_Problem description:_ Continue the University of Kentucky guide to the GSA below, starting after its last sentence.

====== Supplied passage ======

The University of Kentucky's guide to the GSA and OUTsource

GSA Meetings

The GSA club meets every Thursday at seven PM in the top floor of the Student Center. The meetings are open to anyone and are a great way to get to know peers and become informed of the everyday struggles students face. We wanted to get a first hand feel of what goes on in a GSA meeting here at the University of Kentucky so we sat in on a meeting one Thursday night. When we first walked into the room it was just a classroom with the chairs and desk pushed out of the way so we could all form a circle on the ground. I was shocked to see how many people actually came to these meetings because I thought it was a smaller organization, but there were roughly 30 people there. The very first thing we did when we got there was go around in the circle and everyone had to say their name and what the best part of their week so far was. This broke the ice for most of the people because then we got into a real topic of what exactly is gender and why is it such a big issue in today’s society? We focused on this topic for about an hour and people would raise their hand when they had a comment to add or their own personal story to tell. It was quite interesting to hear what some of the students’ stories were because they were so confident in telling people private things when they just didn’t know them that well. For the majority of the meeting we discussed issues such as the Gender vs. Sex debate and Masculinity and Femininity. Each student would wait their turn patiently to comment or add on to another’s thoughts and were given time to share personal stories or experiences that complement the topic. Just from attending one meeting you could feel the closeness of the group and how they were all open to others views and opinions. The instructors emphasized on giving definitions of all terms used such as “third gender.” Having information sessions available to students and faculty such as these meetings are very useful tools in communicating to students how little most people really know about the LGBT community and what it means to consider yourself lesbian, gay, bisexual, or transgender.

====== Exercise data ======

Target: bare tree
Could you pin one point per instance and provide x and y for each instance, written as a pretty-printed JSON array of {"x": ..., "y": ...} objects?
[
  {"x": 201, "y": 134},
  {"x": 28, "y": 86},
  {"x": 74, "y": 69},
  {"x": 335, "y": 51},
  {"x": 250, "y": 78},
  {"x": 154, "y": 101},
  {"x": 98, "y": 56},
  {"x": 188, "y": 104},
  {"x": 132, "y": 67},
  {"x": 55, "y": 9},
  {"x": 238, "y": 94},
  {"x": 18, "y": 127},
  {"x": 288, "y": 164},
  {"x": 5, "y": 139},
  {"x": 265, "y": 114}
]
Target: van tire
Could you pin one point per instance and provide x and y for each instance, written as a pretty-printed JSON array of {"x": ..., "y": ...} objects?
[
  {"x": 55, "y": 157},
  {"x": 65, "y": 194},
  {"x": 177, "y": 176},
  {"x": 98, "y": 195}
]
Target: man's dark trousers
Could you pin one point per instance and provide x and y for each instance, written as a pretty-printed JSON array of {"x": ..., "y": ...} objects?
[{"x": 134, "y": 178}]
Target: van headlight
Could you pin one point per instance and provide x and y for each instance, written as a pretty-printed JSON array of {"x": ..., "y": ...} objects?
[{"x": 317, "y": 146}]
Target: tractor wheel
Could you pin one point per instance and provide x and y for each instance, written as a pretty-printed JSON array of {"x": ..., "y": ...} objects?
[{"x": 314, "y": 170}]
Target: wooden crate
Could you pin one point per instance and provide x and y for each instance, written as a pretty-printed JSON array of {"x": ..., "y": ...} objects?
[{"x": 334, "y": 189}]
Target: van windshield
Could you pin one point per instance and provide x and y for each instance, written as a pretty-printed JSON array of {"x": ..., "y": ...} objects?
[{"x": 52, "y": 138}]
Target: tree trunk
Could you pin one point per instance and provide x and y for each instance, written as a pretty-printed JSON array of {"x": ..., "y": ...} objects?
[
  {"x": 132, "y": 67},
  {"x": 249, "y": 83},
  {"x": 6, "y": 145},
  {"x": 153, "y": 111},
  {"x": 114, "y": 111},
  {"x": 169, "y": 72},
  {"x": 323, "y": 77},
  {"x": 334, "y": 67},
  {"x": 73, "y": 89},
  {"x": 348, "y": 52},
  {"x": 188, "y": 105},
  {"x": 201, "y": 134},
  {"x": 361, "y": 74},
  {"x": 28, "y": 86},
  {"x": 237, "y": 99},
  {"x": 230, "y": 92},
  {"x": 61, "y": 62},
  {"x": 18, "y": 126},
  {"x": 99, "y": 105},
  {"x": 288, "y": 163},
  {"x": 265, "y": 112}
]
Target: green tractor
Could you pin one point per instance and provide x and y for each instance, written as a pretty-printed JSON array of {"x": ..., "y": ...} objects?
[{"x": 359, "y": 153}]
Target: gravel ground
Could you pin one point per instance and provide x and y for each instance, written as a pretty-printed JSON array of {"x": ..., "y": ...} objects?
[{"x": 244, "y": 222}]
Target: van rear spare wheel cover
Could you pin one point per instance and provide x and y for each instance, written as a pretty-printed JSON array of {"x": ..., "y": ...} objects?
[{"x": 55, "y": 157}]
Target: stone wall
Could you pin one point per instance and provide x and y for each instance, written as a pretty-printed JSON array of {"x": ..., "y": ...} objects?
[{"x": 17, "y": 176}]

======

_Task result:_
Most people probably would not guess that there are actually a small portion of people who come to the GSA meetings and are in charge of OUTsource that are 100% straight. I thought it would be interesting to interview Nancy Pickle, who is vice president of GSA and helps out with events for OUTsource and she is straight. I asked Nancy why she came to OUTsource in the beginning and she said, “My cousin was being judged by her family because she came out and told them she was gay and they were not happy at all about it. I saw her being excluded a little from the family and then it all became a mess and a big family feud broke out. I started to take her in and make her feel better and became interested in helping people who had this same issue, so I walked into OUTsource because my leader for orientation told me about it.”